▸ DATA UNDER STUDY
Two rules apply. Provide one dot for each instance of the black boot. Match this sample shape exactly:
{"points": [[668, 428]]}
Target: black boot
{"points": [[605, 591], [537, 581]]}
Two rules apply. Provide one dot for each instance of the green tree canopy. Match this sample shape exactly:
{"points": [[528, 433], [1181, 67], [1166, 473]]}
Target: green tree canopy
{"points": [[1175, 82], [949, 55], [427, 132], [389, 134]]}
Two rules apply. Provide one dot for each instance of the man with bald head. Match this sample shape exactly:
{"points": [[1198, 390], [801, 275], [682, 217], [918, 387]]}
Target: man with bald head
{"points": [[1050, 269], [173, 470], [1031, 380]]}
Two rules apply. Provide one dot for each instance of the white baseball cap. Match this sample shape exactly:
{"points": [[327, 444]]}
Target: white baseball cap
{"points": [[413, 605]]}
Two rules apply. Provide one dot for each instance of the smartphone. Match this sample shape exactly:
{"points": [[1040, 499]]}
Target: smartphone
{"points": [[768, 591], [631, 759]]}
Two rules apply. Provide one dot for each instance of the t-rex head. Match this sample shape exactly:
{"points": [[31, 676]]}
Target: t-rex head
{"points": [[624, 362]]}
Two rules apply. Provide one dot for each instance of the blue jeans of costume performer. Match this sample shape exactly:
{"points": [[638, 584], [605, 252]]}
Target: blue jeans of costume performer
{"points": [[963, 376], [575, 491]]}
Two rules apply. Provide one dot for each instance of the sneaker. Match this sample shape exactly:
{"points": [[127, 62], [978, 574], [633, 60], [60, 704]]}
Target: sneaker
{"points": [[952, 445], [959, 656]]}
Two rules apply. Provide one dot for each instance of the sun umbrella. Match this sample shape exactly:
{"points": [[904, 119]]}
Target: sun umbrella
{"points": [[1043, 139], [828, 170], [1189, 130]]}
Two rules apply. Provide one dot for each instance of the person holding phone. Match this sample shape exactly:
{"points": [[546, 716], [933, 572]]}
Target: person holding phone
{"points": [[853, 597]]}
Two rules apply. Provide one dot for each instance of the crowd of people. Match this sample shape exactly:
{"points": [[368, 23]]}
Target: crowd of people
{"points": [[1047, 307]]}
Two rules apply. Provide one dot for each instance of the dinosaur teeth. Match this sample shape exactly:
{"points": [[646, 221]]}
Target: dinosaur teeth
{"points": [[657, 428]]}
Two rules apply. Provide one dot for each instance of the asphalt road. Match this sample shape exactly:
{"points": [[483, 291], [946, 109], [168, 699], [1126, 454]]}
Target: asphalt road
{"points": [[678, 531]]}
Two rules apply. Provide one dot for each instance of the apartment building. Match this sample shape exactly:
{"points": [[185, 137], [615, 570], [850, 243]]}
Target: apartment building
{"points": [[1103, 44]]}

▸ EXERCISE INSTRUCTIONS
Reproduce the listing above in full, word for word.

▸ EXERCISE ANSWER
Two rules apply. Provide one dot for each instance of the black boot. Match this sample shape exactly:
{"points": [[668, 428]]}
Target: black boot
{"points": [[605, 591], [537, 581]]}
Two rules apply. Provide one dot for each instance of the green tree canopy. Match this sample shape exactly:
{"points": [[528, 433], [1181, 67], [1166, 473]]}
Target: green tree canopy
{"points": [[1175, 82], [949, 55], [427, 132], [389, 134]]}
Two rules apply. Provide one dot for each instance of the man with bald head. Match this sample shape exactly:
{"points": [[1198, 390], [801, 275], [682, 217], [918, 387]]}
Target: man with bald head
{"points": [[1050, 269], [173, 470], [1031, 380]]}
Two rules apply. Provide one dot for each instance of the white baseball cap. Match this sample shape exactly:
{"points": [[327, 444]]}
Target: white baseball cap
{"points": [[413, 605]]}
Two rules apply. Provide one dot for each instance of the smartphone. Match this sample shape exactly:
{"points": [[1040, 499]]}
Target: smartphone
{"points": [[768, 591], [631, 759]]}
Two rules apply. Provide one dot for each instance of the t-rex head. Match this sample shape exactly:
{"points": [[31, 676]]}
Target: t-rex head
{"points": [[624, 362]]}
Two rules apply. Provide one dot for each instance of the blue jeans of costume performer. Match this sample shape exactly:
{"points": [[638, 584], [605, 252]]}
Target: blue jeans of costume performer
{"points": [[963, 376], [575, 491]]}
Two rules apply. Provide one dot for each instance of the sneaker. Match this sample shape exactly:
{"points": [[127, 62], [978, 574], [633, 60], [60, 704]]}
Target: sneaker
{"points": [[952, 445], [959, 656]]}
Two rules apply. Provide one dot for each instance of the sun umbrella. Match this sample shape exactly:
{"points": [[904, 119]]}
Target: sun umbrella
{"points": [[1043, 139], [828, 170], [1189, 130]]}
Two rules apply. Provide one dot for each instance of the person holding phone. Match this sample shape exactly:
{"points": [[546, 716], [933, 572]]}
Target: person holding phone
{"points": [[853, 597]]}
Two rules apply. Provide one dot for each instance of the crowd of people. Match this sample shape exactly:
{"points": [[368, 23]]}
Target: crowd of people
{"points": [[1047, 307]]}
Two rules apply. Provide one dot for each instance of the dinosaur teeth. Match this sample shape exactly:
{"points": [[646, 221]]}
Target: dinosaur teeth
{"points": [[657, 428]]}
Two rules apply. Provide one dot for each instance of the asphalt road. Match this sample shape exactly:
{"points": [[483, 291], [946, 109], [168, 699], [1126, 454]]}
Target: asphalt road
{"points": [[678, 531]]}
Two rules apply. Provide one dot for each instance of the apartment building. Match this sample shape exactly:
{"points": [[185, 137], [615, 570], [850, 243]]}
Target: apartment building
{"points": [[1103, 44]]}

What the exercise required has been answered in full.